◆ Textauszug ◆
Was tun? Saarbrücken galt als heißer Tipp, im Chiemgau sollte die Chance zumindest besser sein als in München. Da wollte es der Zufall, daß ich mit jemandem telefonierte, der mir erzählte, seine Bekannten von der Volkssternwarte München würden nach Ungarn fahren. Das hatte ich gar nicht erwogen, aber der DWD sagte über achtzig Prozent Sonnenscheinwahrscheinlichkeit für Ungarn voraus.

Als meine Frau Therese aus dem Büro kam (sie hatte für den nächsten Tag Urlaub genommen), war das Wetter erstes Gesprächsthema. "Es fahren Leute nach Ungarn, jetzt noch" berichtete ich. Sie schaute mich prüfend an, dann sie kennt mich und als ich meinte, man könnte doch vielleicht..., bezeichnete sie das als "spinnerte Idee". Aber dann konnte sie sich mit dem Gedanken doch anfreunden und so brachen wir am Mittwoch nachts um Viertel nach zwei auf.

Auf der Höhe von Linz begann es zu dämmern. Der Himmel war eine Musterschau von Wolkenformationen. Keine zehn Quadratgrad glichen den anderen, aber blauer Himmel war nicht dabei. Und auch weiter im Osten erstreckte sich eine geschlossene Wolkendecke, außer ganz am Südhorizont. Dahin wollten wir.

Bei Györ verließen wir die Autobahn nach Süden Richtung Plattensee. Die bis dahin recht eintönige Landschaft östlich Wiens wurde zusehends lieblicher, bewaldete Hügel mit Burgen oder Klöstern und für ein ehemaliges Ostblockland hübsche Dörfer. Die Verkehrsdisziplin allerdings ließ, wie allgemein im ehemaligen Ostblock, sehr zu wünschen übrig. Drei schwere Unfälle sahen wir an unserer Straße, die sich offenbar jeweils kurz zuvor ereignet hatten. Nicht auszudenken, daß wir in einen Unfall verwickelt würden, dazu ohne ein Bröckchen Sprachkenntnisse in Ungarisch.

◆ Quellenangaben ◆
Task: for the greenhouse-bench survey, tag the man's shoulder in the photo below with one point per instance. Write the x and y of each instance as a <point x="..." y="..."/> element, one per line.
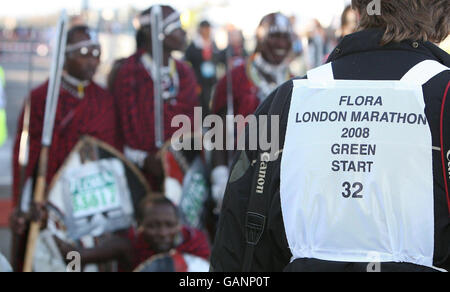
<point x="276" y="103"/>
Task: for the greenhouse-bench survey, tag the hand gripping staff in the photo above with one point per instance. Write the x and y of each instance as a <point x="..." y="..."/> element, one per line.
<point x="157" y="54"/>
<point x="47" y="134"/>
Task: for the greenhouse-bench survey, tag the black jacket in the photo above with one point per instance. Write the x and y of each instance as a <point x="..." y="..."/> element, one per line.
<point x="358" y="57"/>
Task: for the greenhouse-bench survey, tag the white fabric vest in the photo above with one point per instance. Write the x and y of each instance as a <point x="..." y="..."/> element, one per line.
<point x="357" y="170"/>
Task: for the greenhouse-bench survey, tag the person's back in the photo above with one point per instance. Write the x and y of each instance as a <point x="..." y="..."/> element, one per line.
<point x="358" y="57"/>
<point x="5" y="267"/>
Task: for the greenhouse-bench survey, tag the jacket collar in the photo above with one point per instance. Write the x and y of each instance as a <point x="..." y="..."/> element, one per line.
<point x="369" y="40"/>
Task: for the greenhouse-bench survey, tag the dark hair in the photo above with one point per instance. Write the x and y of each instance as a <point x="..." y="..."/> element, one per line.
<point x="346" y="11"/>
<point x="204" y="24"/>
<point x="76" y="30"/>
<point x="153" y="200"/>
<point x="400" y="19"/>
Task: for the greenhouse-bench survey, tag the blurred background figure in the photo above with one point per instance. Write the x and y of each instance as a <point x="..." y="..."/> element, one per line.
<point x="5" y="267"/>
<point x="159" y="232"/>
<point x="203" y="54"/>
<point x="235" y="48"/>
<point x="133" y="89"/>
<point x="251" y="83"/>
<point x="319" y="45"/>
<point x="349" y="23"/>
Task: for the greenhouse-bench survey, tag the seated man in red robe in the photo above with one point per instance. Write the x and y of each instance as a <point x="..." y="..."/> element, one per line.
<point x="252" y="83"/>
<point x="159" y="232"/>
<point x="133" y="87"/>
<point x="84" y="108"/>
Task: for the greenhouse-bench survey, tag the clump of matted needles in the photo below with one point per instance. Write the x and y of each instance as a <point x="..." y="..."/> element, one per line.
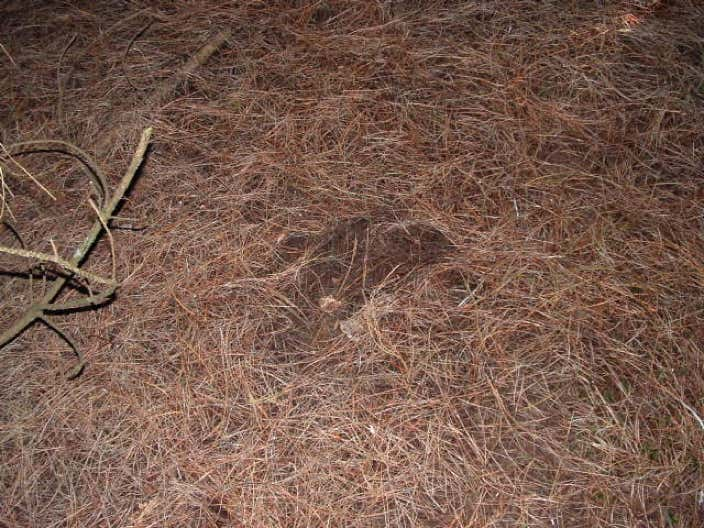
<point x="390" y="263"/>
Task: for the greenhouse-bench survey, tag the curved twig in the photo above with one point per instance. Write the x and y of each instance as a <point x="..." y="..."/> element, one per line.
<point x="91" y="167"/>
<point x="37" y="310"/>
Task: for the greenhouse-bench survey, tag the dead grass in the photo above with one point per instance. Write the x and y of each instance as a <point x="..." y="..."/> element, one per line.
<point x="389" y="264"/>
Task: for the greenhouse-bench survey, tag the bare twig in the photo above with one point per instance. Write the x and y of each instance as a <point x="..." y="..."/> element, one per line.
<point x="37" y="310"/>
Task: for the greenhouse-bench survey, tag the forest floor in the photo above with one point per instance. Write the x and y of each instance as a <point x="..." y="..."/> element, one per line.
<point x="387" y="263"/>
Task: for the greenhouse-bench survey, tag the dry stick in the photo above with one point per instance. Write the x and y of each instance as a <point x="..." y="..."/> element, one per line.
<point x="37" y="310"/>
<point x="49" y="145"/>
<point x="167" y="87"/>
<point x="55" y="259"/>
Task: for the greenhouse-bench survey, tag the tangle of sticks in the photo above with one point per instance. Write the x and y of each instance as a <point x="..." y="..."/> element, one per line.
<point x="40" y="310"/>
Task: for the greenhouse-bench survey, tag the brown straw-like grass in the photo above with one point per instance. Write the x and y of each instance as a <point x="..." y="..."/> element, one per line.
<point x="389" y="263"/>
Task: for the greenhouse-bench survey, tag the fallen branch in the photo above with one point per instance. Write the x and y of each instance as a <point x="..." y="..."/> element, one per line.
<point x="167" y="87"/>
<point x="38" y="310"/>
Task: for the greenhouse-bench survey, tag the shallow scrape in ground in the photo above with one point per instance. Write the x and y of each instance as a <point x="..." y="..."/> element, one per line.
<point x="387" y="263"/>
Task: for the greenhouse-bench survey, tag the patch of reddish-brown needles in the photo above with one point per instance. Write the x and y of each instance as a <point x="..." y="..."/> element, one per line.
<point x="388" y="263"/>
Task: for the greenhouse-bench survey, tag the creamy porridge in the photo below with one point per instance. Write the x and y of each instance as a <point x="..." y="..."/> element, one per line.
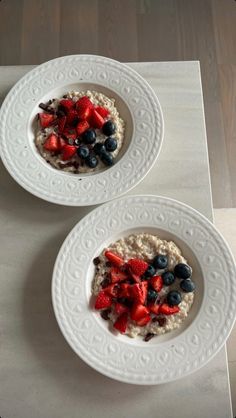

◆ Aufgabenstellung ◆
Führen Sie den Textauszug über die Autofahrt nach Ungarn im selben Stil fort, anschließend an dessen letzten Satz. Das Material ist eigenständig und gehört nicht zum Textauszug.

◆ Musterlösung ◆
Der Himmel verbesserte sich mit jedem Meter, den wir Richtung Süden vorankamen. Ich sah mehrere schöne Beobachtungsplätze, freier Blick nach Süden, nach Westen abfallendes, freies Gelände. Aber bei Balatonfüred traf die Zentrallinie der Finsternis auf den Plattensee, dahin wollte ich.

Wir landeten um 10 Uhr bei Csopak auf einem nach Südwesten abfallenden Hang mit Blick auf den Plattensee, der ca. 100m tiefer und 1km entfernt lag. Zuerst wurden die Geräte aufgestellt, dann gefrühstückt. Die Sonne schien so kräftig, daß wir froh um jeden Fleck Schatten waren, in dem wir den Beginn der Finsternis abwarten konnten.

Alles lief wunderbar, die Bedeckung begann, und ich machte natürlich schon mehr Photos als geplant. Dann aber bildete sich über uns ein ausgedehntes, wenn auch lockeres, Feld von Stratusbewölkung (Schäfchenwolken). Das beeinträchtigte die Sicht zunehmend. Unsere Hoffnung setzten wir auf eine größere Wolkenlücke, aber die tat uns den Gefallen nicht. Als die Totalität begann, stand die Sonne mitten zwischen den Wolken. Der Diamantring erschien, dann war alles verschwunden. Eine doppelte Finsternis konnte man das nennen. Am gegenüberliegenden Seeufer und in größerer Entfernung auch auf unserer Seite war der Himmel klar. Dadurch hatten wir den herannahenden Mondschatten und dann den hellen Horizont wunderbar sehen können. Auffallend war die Stille, unterbrochen nur von Entzückensrufen der wenigen Beobachter im weiteren Umkreis. Die Schwalben hatten sich alle auf den elektrischen Freileitungen versammelt.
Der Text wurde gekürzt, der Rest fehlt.